Set task:
Edit the data below so that each "layout" becomes "format", leaving everything else unchanged.

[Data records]
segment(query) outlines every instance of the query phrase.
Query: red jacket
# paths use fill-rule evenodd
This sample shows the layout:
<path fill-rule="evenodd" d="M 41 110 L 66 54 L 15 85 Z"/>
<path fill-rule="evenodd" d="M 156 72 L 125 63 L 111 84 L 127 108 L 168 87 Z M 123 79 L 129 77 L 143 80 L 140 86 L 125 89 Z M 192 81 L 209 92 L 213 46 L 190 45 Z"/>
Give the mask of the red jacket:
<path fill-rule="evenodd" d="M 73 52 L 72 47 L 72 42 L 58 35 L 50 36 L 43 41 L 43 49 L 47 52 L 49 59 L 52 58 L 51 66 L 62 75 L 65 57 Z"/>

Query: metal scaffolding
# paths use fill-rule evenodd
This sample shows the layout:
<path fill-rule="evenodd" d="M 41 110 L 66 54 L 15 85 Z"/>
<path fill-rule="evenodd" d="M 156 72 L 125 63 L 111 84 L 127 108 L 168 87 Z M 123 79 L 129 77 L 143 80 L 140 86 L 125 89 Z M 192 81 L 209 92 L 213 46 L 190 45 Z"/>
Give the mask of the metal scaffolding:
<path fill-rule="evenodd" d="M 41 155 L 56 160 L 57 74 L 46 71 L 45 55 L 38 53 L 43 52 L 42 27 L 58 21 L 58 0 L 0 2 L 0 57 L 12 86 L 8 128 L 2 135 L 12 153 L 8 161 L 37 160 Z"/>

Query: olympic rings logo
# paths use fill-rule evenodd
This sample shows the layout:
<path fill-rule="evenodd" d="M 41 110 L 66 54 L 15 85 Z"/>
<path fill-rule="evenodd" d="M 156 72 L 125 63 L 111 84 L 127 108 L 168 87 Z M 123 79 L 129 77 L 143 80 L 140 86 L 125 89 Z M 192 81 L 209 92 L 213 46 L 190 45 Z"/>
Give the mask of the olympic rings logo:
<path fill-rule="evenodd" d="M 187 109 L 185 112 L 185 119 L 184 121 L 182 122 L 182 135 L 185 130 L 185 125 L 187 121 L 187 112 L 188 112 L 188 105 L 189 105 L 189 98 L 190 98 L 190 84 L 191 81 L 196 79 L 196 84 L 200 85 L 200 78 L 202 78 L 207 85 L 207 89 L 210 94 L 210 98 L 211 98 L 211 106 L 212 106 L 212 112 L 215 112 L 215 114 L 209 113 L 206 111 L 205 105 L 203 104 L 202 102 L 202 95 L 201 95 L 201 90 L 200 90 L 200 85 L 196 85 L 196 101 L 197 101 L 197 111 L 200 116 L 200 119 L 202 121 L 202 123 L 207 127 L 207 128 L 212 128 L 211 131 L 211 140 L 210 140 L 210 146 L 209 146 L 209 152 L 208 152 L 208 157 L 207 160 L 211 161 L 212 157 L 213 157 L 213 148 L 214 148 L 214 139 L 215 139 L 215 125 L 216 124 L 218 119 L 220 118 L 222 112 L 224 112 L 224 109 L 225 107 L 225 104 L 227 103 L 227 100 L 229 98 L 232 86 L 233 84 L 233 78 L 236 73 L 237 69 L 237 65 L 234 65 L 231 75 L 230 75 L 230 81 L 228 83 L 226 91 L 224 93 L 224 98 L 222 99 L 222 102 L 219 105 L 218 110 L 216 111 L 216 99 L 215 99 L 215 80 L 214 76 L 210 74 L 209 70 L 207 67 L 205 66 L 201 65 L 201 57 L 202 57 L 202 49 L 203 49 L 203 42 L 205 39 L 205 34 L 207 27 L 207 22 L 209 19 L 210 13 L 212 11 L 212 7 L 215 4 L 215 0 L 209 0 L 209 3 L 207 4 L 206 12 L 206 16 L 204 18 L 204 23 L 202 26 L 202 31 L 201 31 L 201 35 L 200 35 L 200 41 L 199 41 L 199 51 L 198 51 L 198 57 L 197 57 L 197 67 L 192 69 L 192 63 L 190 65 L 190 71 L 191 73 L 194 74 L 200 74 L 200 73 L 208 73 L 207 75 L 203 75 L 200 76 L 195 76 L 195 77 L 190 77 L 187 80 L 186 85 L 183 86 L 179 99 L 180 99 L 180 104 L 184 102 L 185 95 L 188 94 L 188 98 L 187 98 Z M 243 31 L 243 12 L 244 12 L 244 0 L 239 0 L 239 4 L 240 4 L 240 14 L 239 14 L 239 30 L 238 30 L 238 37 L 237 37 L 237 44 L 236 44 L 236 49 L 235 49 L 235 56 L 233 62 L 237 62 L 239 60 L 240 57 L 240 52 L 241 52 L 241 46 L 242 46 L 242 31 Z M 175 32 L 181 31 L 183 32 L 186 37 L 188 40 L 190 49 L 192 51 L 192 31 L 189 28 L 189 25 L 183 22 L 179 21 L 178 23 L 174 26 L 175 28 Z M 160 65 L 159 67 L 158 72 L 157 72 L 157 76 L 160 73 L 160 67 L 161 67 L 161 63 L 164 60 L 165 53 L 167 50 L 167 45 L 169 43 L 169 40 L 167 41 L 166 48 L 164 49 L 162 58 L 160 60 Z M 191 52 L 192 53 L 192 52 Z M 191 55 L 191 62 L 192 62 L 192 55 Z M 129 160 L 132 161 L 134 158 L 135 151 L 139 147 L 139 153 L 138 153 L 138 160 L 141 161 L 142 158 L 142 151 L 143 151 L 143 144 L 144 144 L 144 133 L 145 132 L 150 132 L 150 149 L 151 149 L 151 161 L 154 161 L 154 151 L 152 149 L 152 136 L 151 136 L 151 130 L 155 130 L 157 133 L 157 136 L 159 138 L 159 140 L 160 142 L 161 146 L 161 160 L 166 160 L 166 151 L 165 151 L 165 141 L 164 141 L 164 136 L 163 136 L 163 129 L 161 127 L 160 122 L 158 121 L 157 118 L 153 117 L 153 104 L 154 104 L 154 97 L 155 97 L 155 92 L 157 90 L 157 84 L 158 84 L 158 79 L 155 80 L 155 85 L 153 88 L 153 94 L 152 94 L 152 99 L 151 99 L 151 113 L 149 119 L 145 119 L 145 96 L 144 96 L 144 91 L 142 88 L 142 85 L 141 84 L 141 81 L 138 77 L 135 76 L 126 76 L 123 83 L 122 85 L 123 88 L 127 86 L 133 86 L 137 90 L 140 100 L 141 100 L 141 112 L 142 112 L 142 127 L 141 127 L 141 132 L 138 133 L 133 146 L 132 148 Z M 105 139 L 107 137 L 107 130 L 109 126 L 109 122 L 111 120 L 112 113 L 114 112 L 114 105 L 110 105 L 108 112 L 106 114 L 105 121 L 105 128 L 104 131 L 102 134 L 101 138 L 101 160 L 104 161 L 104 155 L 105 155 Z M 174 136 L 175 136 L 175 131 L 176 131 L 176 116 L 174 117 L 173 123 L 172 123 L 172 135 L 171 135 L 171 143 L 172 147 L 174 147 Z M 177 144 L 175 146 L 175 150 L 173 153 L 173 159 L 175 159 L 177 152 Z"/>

Answer to the task:
segment(query) outlines every instance of the query phrase.
Query: red jacket
# paths use fill-rule evenodd
This sample shows the format:
<path fill-rule="evenodd" d="M 41 110 L 66 54 L 15 85 Z"/>
<path fill-rule="evenodd" d="M 156 72 L 125 63 L 111 84 L 127 108 L 168 87 Z M 123 79 L 129 77 L 143 80 L 140 86 L 125 89 Z M 192 81 L 209 92 L 213 46 L 190 45 Z"/>
Give the mask of the red jacket:
<path fill-rule="evenodd" d="M 73 52 L 72 47 L 72 42 L 58 35 L 50 36 L 43 41 L 43 49 L 47 52 L 49 59 L 52 58 L 51 66 L 62 75 L 65 57 Z"/>

Query: metal scaffolding
# paths use fill-rule evenodd
This sample shows the format:
<path fill-rule="evenodd" d="M 41 110 L 66 54 L 15 85 Z"/>
<path fill-rule="evenodd" d="M 156 72 L 125 63 L 111 84 L 127 108 L 168 87 Z M 123 79 L 129 77 L 143 80 L 140 86 L 125 89 Z M 192 81 L 209 92 L 213 46 L 190 45 Z"/>
Give the mask of the metal scaffolding:
<path fill-rule="evenodd" d="M 41 155 L 56 160 L 57 74 L 46 71 L 45 55 L 38 53 L 43 52 L 42 27 L 58 21 L 58 0 L 0 2 L 0 57 L 12 86 L 8 128 L 2 135 L 12 153 L 8 161 L 37 160 Z"/>

Query: olympic rings logo
# paths use fill-rule evenodd
This sample shows the format:
<path fill-rule="evenodd" d="M 41 110 L 66 54 L 15 85 Z"/>
<path fill-rule="evenodd" d="M 156 72 L 125 63 L 111 84 L 127 108 L 168 87 Z M 123 79 L 129 77 L 143 80 L 140 86 L 125 89 Z M 192 81 L 209 92 L 213 46 L 190 45 Z"/>
Give the mask of the olympic rings logo:
<path fill-rule="evenodd" d="M 187 109 L 185 112 L 185 119 L 184 121 L 182 122 L 182 135 L 185 130 L 185 125 L 187 121 L 187 112 L 188 112 L 188 105 L 189 105 L 189 98 L 190 98 L 190 84 L 191 81 L 196 79 L 196 84 L 200 85 L 200 78 L 202 78 L 207 85 L 207 89 L 210 94 L 210 98 L 211 98 L 211 106 L 212 106 L 212 112 L 215 112 L 215 114 L 209 113 L 206 111 L 205 105 L 203 104 L 202 102 L 202 95 L 201 95 L 201 90 L 200 90 L 200 85 L 196 85 L 196 101 L 197 101 L 197 111 L 200 116 L 200 119 L 202 121 L 202 123 L 207 127 L 207 128 L 212 128 L 211 131 L 211 140 L 210 140 L 210 146 L 209 146 L 209 152 L 208 152 L 208 157 L 207 160 L 211 161 L 212 157 L 213 157 L 213 148 L 214 148 L 214 139 L 215 139 L 215 125 L 216 124 L 218 119 L 220 118 L 222 112 L 224 112 L 224 109 L 225 107 L 225 104 L 227 103 L 227 100 L 229 98 L 232 86 L 233 84 L 233 78 L 236 73 L 237 69 L 237 65 L 234 65 L 231 75 L 230 75 L 230 81 L 228 83 L 226 91 L 224 93 L 224 98 L 222 99 L 222 102 L 219 105 L 218 110 L 216 111 L 216 99 L 215 99 L 215 80 L 214 76 L 210 74 L 209 70 L 207 67 L 205 66 L 201 65 L 201 57 L 202 57 L 202 49 L 203 49 L 203 42 L 205 39 L 205 34 L 207 27 L 207 22 L 209 19 L 210 13 L 212 11 L 212 7 L 215 4 L 215 0 L 209 0 L 209 3 L 207 4 L 206 12 L 206 16 L 204 18 L 204 23 L 202 26 L 202 31 L 201 31 L 201 35 L 200 35 L 200 41 L 199 41 L 199 51 L 198 51 L 198 57 L 197 57 L 197 67 L 192 69 L 192 63 L 190 65 L 190 71 L 191 73 L 194 74 L 200 74 L 200 73 L 208 73 L 207 75 L 203 75 L 200 76 L 195 76 L 195 77 L 190 77 L 187 80 L 186 85 L 183 86 L 179 99 L 180 99 L 180 104 L 184 102 L 185 95 L 188 94 L 188 98 L 187 98 Z M 243 31 L 243 12 L 244 12 L 244 0 L 239 0 L 239 4 L 240 4 L 240 14 L 239 14 L 239 30 L 238 30 L 238 37 L 237 37 L 237 44 L 236 44 L 236 49 L 235 49 L 235 56 L 233 62 L 237 62 L 239 60 L 240 57 L 240 52 L 241 52 L 241 46 L 242 46 L 242 31 Z M 175 32 L 181 31 L 183 32 L 186 37 L 188 40 L 190 49 L 192 51 L 192 31 L 189 28 L 189 25 L 183 22 L 179 21 L 178 23 L 174 26 L 175 28 Z M 160 65 L 159 67 L 158 72 L 157 72 L 157 76 L 160 73 L 160 67 L 161 67 L 161 63 L 164 60 L 165 53 L 167 50 L 167 45 L 169 43 L 169 40 L 167 41 L 166 48 L 164 49 L 162 58 L 160 60 Z M 191 52 L 192 53 L 192 52 Z M 191 55 L 191 62 L 192 62 L 192 55 Z M 129 160 L 132 161 L 134 158 L 135 151 L 139 147 L 139 153 L 138 153 L 138 160 L 141 161 L 142 158 L 142 151 L 143 151 L 143 144 L 144 144 L 144 133 L 145 132 L 150 132 L 150 149 L 151 149 L 151 161 L 154 161 L 154 151 L 152 149 L 152 136 L 151 136 L 151 130 L 155 130 L 157 133 L 157 136 L 159 138 L 159 140 L 160 142 L 161 146 L 161 160 L 166 160 L 166 151 L 165 151 L 165 141 L 164 141 L 164 136 L 163 136 L 163 129 L 161 127 L 160 122 L 158 121 L 157 118 L 153 117 L 153 104 L 154 104 L 154 97 L 155 97 L 155 92 L 157 90 L 157 84 L 158 84 L 158 79 L 155 80 L 155 85 L 153 88 L 153 94 L 152 94 L 152 99 L 151 99 L 151 113 L 149 119 L 145 119 L 145 96 L 144 96 L 144 91 L 142 88 L 142 85 L 141 84 L 141 81 L 138 77 L 135 76 L 126 76 L 123 83 L 122 85 L 123 88 L 127 86 L 133 86 L 137 90 L 140 100 L 141 100 L 141 112 L 142 112 L 142 127 L 141 127 L 141 132 L 138 133 L 133 146 L 132 148 Z M 105 139 L 107 137 L 107 130 L 109 126 L 109 122 L 111 120 L 112 113 L 114 112 L 114 105 L 110 105 L 108 112 L 106 114 L 105 121 L 105 128 L 104 131 L 102 134 L 101 138 L 101 160 L 104 161 L 104 155 L 105 155 Z M 174 136 L 175 136 L 175 131 L 176 131 L 176 116 L 174 117 L 173 123 L 172 123 L 172 135 L 171 135 L 171 143 L 172 147 L 174 147 Z M 177 144 L 175 146 L 175 150 L 173 153 L 173 159 L 175 159 L 177 152 Z"/>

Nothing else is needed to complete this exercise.